- **Task instructions**
Return all lines below containing the word "ruined".

- **Information given**
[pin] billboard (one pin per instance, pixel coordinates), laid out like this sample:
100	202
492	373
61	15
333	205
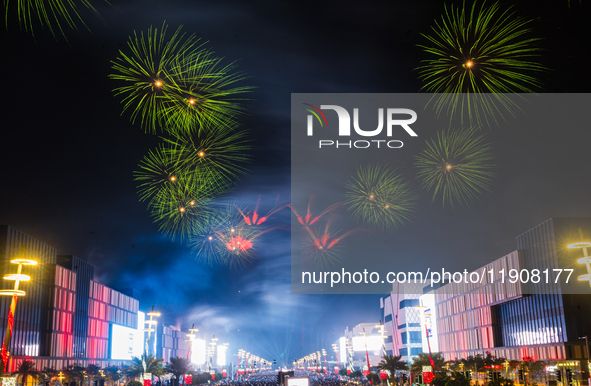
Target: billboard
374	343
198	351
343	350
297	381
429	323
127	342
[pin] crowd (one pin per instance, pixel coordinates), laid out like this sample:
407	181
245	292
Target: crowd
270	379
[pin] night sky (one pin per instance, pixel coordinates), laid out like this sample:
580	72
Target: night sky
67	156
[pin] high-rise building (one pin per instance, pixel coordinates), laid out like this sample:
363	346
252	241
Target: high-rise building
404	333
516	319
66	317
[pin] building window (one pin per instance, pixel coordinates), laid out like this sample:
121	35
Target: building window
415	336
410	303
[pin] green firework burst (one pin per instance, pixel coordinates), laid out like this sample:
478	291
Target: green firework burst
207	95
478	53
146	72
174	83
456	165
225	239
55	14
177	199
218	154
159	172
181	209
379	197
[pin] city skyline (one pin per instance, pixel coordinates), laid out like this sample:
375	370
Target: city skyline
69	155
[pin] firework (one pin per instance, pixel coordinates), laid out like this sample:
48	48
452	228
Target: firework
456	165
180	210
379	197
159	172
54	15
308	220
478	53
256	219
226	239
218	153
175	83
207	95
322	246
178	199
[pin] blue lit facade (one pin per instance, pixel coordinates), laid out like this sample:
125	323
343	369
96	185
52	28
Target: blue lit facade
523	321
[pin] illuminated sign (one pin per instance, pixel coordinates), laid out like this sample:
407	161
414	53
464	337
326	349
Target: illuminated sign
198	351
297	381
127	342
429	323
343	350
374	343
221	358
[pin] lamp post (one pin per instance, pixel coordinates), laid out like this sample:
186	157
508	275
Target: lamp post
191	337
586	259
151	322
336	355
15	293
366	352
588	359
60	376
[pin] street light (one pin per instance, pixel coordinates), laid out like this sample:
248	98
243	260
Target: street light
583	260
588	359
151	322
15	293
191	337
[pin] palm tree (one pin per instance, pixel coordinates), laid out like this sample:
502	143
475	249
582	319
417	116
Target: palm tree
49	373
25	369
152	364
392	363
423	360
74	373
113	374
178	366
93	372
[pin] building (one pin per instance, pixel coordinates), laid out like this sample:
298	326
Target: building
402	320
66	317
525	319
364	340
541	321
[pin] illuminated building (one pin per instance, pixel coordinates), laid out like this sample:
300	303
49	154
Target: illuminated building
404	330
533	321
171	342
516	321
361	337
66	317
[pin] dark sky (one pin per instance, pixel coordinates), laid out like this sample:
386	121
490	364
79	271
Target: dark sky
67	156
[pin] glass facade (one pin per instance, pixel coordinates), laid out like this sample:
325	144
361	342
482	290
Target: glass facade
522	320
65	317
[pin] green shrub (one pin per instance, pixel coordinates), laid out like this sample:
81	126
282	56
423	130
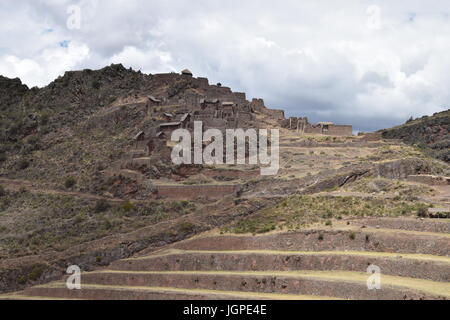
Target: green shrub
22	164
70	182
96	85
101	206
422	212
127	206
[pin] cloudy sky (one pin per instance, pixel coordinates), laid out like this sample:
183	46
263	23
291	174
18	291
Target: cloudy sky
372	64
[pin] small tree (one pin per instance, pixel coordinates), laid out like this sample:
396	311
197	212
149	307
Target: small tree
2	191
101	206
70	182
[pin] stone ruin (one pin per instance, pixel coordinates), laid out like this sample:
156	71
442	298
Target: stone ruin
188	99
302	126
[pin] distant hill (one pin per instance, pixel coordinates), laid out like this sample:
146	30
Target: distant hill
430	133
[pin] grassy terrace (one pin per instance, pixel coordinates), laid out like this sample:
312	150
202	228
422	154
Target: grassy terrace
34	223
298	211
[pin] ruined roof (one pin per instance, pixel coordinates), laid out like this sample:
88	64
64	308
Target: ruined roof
==
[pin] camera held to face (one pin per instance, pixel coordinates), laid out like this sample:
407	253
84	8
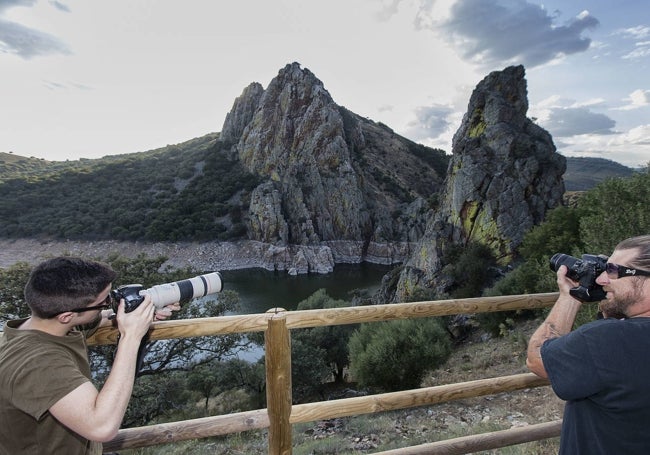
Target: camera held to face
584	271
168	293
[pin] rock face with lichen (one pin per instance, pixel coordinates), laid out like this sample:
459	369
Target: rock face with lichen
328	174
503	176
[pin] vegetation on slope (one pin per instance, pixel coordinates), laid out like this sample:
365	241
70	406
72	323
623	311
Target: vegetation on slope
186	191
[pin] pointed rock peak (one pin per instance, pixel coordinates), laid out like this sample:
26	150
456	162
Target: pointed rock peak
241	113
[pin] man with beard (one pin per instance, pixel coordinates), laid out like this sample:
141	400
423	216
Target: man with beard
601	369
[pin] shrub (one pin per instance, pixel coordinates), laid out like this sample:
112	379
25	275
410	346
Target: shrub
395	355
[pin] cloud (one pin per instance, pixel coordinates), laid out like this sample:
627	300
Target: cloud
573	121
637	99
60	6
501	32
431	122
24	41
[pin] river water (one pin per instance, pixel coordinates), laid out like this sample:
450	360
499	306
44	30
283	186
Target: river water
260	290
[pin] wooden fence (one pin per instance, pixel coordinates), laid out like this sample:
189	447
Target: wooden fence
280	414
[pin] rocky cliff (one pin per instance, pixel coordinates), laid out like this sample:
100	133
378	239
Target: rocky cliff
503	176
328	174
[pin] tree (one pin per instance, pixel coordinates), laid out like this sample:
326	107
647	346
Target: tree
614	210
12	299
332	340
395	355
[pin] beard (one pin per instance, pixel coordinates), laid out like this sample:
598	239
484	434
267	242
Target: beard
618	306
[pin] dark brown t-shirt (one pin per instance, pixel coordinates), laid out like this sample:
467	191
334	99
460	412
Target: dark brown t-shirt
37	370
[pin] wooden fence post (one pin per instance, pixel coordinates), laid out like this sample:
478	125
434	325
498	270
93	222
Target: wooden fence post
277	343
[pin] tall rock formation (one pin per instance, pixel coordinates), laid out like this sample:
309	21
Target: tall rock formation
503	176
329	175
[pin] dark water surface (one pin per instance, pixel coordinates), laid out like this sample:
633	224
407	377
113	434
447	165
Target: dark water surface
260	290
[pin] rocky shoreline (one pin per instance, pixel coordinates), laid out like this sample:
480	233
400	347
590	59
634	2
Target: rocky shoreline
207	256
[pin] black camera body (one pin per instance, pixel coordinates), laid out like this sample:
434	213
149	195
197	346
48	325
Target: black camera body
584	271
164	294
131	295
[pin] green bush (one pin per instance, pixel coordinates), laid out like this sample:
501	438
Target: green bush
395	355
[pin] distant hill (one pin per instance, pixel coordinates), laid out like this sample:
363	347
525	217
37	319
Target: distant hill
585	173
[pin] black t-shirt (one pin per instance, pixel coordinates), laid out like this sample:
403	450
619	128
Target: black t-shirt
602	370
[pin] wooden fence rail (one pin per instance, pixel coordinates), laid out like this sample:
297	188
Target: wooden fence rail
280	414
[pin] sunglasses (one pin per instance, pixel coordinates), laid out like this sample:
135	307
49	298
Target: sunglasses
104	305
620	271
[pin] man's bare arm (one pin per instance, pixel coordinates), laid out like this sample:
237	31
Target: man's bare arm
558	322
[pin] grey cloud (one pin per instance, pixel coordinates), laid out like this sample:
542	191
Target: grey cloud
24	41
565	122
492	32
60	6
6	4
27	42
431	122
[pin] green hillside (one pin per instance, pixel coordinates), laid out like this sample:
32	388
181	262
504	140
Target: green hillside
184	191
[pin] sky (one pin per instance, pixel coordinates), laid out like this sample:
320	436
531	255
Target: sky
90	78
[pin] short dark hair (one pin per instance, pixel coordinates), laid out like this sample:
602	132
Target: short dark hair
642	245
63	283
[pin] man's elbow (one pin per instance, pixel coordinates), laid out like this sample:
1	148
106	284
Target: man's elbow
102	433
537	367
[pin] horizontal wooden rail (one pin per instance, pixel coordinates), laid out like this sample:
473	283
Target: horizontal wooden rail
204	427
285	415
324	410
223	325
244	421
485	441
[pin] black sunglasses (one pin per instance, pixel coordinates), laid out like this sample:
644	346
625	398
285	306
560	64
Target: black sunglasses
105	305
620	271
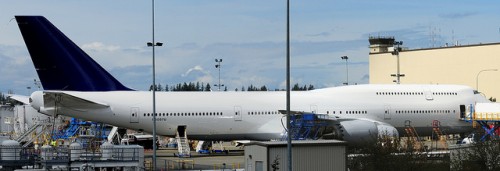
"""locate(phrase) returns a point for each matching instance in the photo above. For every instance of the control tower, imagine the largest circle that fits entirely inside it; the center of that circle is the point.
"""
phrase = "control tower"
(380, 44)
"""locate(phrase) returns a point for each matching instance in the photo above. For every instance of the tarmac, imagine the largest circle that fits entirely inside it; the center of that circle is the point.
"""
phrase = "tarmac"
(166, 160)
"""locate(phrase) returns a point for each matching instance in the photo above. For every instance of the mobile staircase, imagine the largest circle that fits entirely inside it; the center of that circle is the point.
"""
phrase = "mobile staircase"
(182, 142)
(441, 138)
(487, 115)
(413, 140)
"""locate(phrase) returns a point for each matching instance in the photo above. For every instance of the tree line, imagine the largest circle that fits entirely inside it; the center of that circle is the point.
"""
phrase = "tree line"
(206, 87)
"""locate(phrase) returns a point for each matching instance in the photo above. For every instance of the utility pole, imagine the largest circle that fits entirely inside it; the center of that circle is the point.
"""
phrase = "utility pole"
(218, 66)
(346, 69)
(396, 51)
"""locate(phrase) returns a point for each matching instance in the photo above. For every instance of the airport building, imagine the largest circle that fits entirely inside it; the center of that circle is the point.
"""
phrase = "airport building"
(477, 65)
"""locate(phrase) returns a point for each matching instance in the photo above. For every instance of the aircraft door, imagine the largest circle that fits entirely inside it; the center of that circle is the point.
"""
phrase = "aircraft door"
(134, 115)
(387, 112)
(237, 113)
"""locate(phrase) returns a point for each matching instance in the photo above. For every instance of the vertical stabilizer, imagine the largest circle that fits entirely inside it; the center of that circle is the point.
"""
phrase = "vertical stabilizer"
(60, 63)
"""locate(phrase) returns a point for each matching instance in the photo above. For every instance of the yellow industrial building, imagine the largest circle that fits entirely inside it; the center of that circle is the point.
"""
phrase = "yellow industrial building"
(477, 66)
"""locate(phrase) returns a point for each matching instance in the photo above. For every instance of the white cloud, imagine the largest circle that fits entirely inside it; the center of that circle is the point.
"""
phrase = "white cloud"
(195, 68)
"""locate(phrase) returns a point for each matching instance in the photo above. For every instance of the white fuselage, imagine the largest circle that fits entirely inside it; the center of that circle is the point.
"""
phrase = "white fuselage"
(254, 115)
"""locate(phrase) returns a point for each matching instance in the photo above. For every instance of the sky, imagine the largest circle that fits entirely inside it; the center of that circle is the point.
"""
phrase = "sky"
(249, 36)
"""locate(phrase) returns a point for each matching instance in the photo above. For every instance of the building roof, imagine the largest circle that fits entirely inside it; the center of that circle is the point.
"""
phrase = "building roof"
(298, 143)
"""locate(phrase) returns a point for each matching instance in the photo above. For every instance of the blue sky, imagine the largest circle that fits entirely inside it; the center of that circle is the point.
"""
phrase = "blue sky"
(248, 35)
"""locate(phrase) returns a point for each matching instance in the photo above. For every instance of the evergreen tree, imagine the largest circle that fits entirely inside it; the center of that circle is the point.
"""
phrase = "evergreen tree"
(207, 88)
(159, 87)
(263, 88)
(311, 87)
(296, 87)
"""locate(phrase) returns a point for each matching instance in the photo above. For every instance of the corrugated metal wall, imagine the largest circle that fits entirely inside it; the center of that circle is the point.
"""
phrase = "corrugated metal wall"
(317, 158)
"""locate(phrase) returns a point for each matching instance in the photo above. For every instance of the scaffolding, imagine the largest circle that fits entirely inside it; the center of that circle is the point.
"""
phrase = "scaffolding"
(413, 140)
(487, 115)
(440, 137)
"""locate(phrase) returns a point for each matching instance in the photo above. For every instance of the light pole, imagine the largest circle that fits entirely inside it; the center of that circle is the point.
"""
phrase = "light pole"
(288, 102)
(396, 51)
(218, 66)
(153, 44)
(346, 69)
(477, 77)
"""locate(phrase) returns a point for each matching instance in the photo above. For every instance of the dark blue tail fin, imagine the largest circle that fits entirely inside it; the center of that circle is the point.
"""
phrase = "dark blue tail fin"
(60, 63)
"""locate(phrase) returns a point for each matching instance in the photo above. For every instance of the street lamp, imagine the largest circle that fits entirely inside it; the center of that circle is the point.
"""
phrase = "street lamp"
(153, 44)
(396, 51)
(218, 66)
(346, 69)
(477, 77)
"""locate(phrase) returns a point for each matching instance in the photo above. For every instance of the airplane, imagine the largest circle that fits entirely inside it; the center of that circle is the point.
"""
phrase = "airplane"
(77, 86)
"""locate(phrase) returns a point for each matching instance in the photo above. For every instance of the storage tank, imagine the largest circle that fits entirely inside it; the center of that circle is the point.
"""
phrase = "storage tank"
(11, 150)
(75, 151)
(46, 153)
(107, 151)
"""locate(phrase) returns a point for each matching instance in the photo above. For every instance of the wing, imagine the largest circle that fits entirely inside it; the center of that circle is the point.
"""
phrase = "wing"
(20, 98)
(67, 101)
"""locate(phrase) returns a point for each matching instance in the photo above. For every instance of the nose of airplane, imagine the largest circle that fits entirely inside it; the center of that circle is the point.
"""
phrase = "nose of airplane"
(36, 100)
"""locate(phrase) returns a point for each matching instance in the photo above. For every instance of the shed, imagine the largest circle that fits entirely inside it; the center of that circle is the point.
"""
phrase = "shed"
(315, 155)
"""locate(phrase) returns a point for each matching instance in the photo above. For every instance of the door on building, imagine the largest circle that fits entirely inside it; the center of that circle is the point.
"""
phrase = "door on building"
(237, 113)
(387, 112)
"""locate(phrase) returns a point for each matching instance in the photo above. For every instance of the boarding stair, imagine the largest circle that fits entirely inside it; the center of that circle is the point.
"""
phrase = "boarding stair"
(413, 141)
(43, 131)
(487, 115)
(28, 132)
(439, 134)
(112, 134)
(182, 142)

- **Problem solution**
[pin] ruined roof (one pin per instance, pixel coordinates), laid out like this sample:
Target: ruined roof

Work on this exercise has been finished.